REQUEST. Please rewrite the records below, replacing "pixel-coordinate boxes" with "bounding boxes" and leaving everything else unchanged.

◆ ◆ ◆ ◆ ◆

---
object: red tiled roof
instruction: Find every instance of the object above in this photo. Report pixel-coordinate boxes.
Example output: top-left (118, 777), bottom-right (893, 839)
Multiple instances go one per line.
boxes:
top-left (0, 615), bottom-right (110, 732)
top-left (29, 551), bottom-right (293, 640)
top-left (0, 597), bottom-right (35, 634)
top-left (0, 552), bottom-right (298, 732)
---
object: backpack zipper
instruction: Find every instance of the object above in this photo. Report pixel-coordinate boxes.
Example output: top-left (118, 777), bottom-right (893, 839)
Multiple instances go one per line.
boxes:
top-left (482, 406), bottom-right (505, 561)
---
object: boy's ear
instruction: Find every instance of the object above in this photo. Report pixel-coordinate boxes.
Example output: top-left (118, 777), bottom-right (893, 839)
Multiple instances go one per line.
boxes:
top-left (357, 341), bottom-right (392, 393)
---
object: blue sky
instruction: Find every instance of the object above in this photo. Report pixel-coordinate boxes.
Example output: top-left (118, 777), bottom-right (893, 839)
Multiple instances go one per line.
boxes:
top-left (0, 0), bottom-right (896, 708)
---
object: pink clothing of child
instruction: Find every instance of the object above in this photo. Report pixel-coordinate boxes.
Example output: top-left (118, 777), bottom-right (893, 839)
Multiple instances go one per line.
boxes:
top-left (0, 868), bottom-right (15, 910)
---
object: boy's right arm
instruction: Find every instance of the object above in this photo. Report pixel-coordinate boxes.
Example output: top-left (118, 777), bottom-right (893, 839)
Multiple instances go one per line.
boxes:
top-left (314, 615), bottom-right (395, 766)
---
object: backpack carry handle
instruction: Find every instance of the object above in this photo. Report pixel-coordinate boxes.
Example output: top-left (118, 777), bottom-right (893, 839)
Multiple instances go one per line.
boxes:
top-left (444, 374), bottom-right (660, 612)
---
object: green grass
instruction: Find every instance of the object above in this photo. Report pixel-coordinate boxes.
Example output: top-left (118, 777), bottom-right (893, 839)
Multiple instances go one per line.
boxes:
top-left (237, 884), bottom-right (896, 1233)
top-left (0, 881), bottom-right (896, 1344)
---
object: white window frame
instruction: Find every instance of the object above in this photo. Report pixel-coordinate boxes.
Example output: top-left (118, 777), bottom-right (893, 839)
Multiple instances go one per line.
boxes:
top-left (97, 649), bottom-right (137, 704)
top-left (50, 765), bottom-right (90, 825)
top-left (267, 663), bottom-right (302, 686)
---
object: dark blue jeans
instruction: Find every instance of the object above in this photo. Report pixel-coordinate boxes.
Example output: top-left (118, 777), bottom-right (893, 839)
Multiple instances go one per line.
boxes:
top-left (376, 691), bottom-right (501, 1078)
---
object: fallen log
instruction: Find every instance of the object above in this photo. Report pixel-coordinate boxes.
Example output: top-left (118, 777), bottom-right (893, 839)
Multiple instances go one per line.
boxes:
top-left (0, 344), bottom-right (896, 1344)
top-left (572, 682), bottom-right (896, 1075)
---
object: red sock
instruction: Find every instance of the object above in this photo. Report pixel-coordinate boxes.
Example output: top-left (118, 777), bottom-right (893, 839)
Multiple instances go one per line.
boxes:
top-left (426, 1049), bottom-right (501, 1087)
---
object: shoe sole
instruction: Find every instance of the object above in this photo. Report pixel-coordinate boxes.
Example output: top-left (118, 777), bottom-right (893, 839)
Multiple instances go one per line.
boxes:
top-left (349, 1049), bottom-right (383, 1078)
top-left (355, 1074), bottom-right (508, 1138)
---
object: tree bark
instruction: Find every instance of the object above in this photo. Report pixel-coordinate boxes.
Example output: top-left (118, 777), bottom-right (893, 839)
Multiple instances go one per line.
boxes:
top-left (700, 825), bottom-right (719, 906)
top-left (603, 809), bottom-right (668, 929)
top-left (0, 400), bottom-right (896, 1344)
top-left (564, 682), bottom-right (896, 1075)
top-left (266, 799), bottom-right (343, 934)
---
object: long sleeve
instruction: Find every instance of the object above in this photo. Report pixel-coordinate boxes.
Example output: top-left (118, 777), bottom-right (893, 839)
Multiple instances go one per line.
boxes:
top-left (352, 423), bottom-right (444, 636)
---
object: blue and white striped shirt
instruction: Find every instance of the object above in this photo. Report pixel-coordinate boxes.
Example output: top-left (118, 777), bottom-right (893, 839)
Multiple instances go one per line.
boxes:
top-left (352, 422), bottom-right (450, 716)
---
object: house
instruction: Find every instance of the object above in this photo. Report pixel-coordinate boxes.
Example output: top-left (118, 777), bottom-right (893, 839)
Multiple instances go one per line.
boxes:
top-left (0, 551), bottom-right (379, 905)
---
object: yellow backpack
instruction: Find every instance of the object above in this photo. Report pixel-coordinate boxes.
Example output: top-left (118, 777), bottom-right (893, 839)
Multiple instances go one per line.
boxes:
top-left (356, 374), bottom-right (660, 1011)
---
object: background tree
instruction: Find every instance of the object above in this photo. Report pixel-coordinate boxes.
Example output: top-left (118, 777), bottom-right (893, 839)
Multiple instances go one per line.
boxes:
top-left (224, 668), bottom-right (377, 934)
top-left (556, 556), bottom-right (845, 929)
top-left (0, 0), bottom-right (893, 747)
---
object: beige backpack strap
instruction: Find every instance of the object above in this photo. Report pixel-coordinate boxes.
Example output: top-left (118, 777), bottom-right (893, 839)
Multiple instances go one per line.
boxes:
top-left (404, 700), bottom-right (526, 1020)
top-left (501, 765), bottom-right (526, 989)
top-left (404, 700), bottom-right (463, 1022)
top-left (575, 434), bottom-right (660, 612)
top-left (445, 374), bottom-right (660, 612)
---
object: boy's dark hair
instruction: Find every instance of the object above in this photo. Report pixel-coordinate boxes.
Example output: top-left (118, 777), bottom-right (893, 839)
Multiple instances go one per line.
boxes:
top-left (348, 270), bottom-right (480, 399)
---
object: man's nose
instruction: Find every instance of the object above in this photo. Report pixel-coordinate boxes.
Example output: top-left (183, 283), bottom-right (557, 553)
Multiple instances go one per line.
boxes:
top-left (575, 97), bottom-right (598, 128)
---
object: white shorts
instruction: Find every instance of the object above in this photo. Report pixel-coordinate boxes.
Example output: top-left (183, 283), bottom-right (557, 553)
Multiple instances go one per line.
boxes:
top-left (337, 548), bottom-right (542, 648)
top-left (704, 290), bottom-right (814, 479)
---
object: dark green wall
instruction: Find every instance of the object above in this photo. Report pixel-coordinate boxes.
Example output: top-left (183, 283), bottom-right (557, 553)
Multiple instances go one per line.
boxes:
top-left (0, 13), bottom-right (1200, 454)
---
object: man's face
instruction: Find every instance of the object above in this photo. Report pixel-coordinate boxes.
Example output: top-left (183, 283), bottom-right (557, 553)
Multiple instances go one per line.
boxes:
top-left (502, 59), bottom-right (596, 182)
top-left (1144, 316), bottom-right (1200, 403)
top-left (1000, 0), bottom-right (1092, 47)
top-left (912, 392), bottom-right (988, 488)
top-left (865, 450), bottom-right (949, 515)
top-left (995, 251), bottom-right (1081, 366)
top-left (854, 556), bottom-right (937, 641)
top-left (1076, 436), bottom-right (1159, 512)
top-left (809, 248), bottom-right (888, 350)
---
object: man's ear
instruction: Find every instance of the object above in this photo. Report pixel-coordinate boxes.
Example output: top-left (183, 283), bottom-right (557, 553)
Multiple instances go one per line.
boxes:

◆ ◆ ◆ ◆ ◆

SOLUTION TO THIS TASK.
---
object: red tiled roof
instruction: Find every instance of the object above in this photo. Report bounding boxes.
Example output: top-left (118, 777), bottom-right (893, 839)
Multiple instances go one per line.
boxes:
top-left (0, 615), bottom-right (110, 732)
top-left (29, 551), bottom-right (293, 640)
top-left (0, 597), bottom-right (35, 634)
top-left (0, 552), bottom-right (298, 732)
---
object: backpack zipper
instruction: Find every instance of the object above in this photo. Report bounding boxes.
Example output: top-left (118, 777), bottom-right (893, 839)
Multiple instances go one per line.
boxes:
top-left (482, 406), bottom-right (505, 561)
---
object: boy's ear
instruction: Find every instance of the object above in this photo. Report bounding boxes.
Example output: top-left (118, 777), bottom-right (893, 839)
Multiple instances go one per line.
boxes:
top-left (357, 341), bottom-right (392, 393)
---
object: blue sky
instruction: Find every instance of the object above in this photo. Report bounding boxes.
Example output: top-left (118, 777), bottom-right (893, 839)
Multiple instances go one per line.
boxes:
top-left (0, 0), bottom-right (896, 708)
---
object: pink clothing of child
instruction: Find every instance of the object above in this photo. Report bounding boxes.
Example output: top-left (118, 777), bottom-right (893, 839)
Multiple instances go one per line.
boxes:
top-left (0, 868), bottom-right (15, 910)
---
object: boy's right arm
instruction: Find every instance of the object above in this photo. Report bounding boxes.
Example output: top-left (118, 777), bottom-right (893, 839)
Multiple instances go one per line.
boxes:
top-left (314, 615), bottom-right (395, 766)
---
object: backpack carry handle
instruction: Find every instance of the object above in this photo. Report bounding boxes.
Example output: top-left (118, 777), bottom-right (893, 839)
Multiple instances go one per line.
boxes:
top-left (444, 374), bottom-right (660, 612)
---
object: green grass
instruction: Find every instance of the object above in this photo. Report bounding boxes.
Example output: top-left (118, 777), bottom-right (893, 839)
Multiple instances go one per line.
boxes:
top-left (237, 884), bottom-right (896, 1233)
top-left (0, 881), bottom-right (896, 1344)
---
object: white window frame
instruction: Find every instance of the object above in this photo. Report bounding boxes.
Example output: top-left (118, 777), bottom-right (893, 839)
Multiple instances go one per line.
boxes:
top-left (97, 649), bottom-right (137, 704)
top-left (50, 765), bottom-right (90, 825)
top-left (267, 663), bottom-right (302, 686)
---
object: dark blue jeans
instruction: Find every instance of the object above in this photo. Report bounding boxes.
Example output: top-left (118, 777), bottom-right (893, 839)
Multiple instances go one per line.
boxes:
top-left (376, 691), bottom-right (501, 1078)
---
object: fallen log
instruction: Find every instance of the object above in this photo. Report bounding boxes.
Example output: top-left (118, 777), bottom-right (893, 839)
Multiple instances go one per line.
boxes:
top-left (0, 344), bottom-right (896, 1344)
top-left (572, 682), bottom-right (896, 1075)
---
object: red sock
instruction: Find every instance of the object above in this photo. Report bounding boxes.
Example output: top-left (118, 777), bottom-right (893, 839)
Multiple instances go one per line.
boxes:
top-left (426, 1049), bottom-right (501, 1087)
---
object: shoe sole
instruction: Find every instance of the object above in this photo. Report bounding boxes.
Example output: top-left (118, 777), bottom-right (893, 839)
Multiple instances go one per line.
boxes:
top-left (349, 1049), bottom-right (383, 1078)
top-left (355, 1074), bottom-right (508, 1138)
---
object: tree bark
instruction: Find every instance of the object above in this photo. Report bounding boxes.
Example output: top-left (118, 777), bottom-right (893, 839)
Multiple instances go one per line.
boxes:
top-left (700, 825), bottom-right (719, 906)
top-left (603, 809), bottom-right (668, 929)
top-left (0, 400), bottom-right (896, 1344)
top-left (564, 682), bottom-right (896, 1075)
top-left (266, 799), bottom-right (343, 934)
---
object: long sleeve
instruction: Find every instance of the object above in this photo. Report bounding boxes.
Example output: top-left (118, 777), bottom-right (893, 839)
Multiple instances go one per line.
boxes:
top-left (352, 423), bottom-right (444, 636)
---
object: blue and white striped shirt
instruction: Find every instance of the object above in this photo. Report bounding boxes.
Example output: top-left (118, 777), bottom-right (893, 839)
Multiple instances go one per line.
boxes:
top-left (352, 422), bottom-right (450, 716)
---
object: house
instruction: Find every instance of the object above in this photo. Report bounding boxes.
Example output: top-left (118, 777), bottom-right (893, 839)
Multiple instances go one per line.
boxes:
top-left (0, 551), bottom-right (379, 905)
---
object: yellow backpack
instruction: Find every instance of the object above in this photo. Report bounding boxes.
Example output: top-left (118, 777), bottom-right (893, 839)
Multiple instances go one per line.
boxes:
top-left (356, 374), bottom-right (660, 1011)
---
object: background tree
instruction: Find every instance of the object above in this photo. Report bounding boxes.
Example output: top-left (118, 777), bottom-right (893, 839)
Multiple instances go one per line.
boxes:
top-left (224, 668), bottom-right (377, 934)
top-left (556, 556), bottom-right (845, 929)
top-left (0, 0), bottom-right (893, 747)
---
object: beige backpack strap
instruction: Find every instance of the object above in this photo. Report bounding boxes.
Example output: top-left (118, 777), bottom-right (893, 839)
Multiple instances go one per line.
boxes:
top-left (404, 700), bottom-right (526, 1020)
top-left (501, 765), bottom-right (526, 989)
top-left (404, 700), bottom-right (463, 1022)
top-left (575, 434), bottom-right (660, 612)
top-left (445, 374), bottom-right (660, 612)
---
object: boy's dark hair
instruction: Find every instance of the object above in this photo. Report bounding boxes.
Example output: top-left (118, 777), bottom-right (893, 839)
Multiple instances go one per line.
boxes:
top-left (348, 270), bottom-right (480, 399)
---
object: man's nose
instruction: Find every instance of the object above in this photo. Report bounding boxes.
Example output: top-left (183, 283), bottom-right (557, 553)
Multiple instances go one per line.
boxes:
top-left (575, 97), bottom-right (598, 128)
---
object: white shorts
instruction: Find every instance of the object above in this photo. Report bounding boxes.
Example output: top-left (183, 283), bottom-right (557, 553)
Multiple instances go one per line.
boxes:
top-left (337, 548), bottom-right (542, 648)
top-left (704, 290), bottom-right (814, 479)
---
object: dark green wall
instruction: Find every instance of the object above in this photo. Report bounding boxes.
Example output: top-left (183, 283), bottom-right (557, 553)
Multiple instances go one per line.
boxes:
top-left (0, 13), bottom-right (1200, 454)
---
object: man's face
instruction: Find every instance of the object above in this photo. Report bounding boxes.
Example output: top-left (183, 283), bottom-right (557, 553)
Multiple instances go one per line.
boxes:
top-left (502, 59), bottom-right (596, 182)
top-left (1144, 316), bottom-right (1200, 403)
top-left (1000, 0), bottom-right (1092, 47)
top-left (912, 392), bottom-right (988, 488)
top-left (865, 450), bottom-right (949, 515)
top-left (995, 251), bottom-right (1081, 366)
top-left (854, 556), bottom-right (937, 641)
top-left (1076, 436), bottom-right (1159, 512)
top-left (809, 248), bottom-right (888, 350)
---
object: man's ear
instruction: Find every instance of the object above in this photo. Report bounding boxes.
Example output: top-left (183, 283), bottom-right (557, 553)
Multiple instances go one per line.
boxes:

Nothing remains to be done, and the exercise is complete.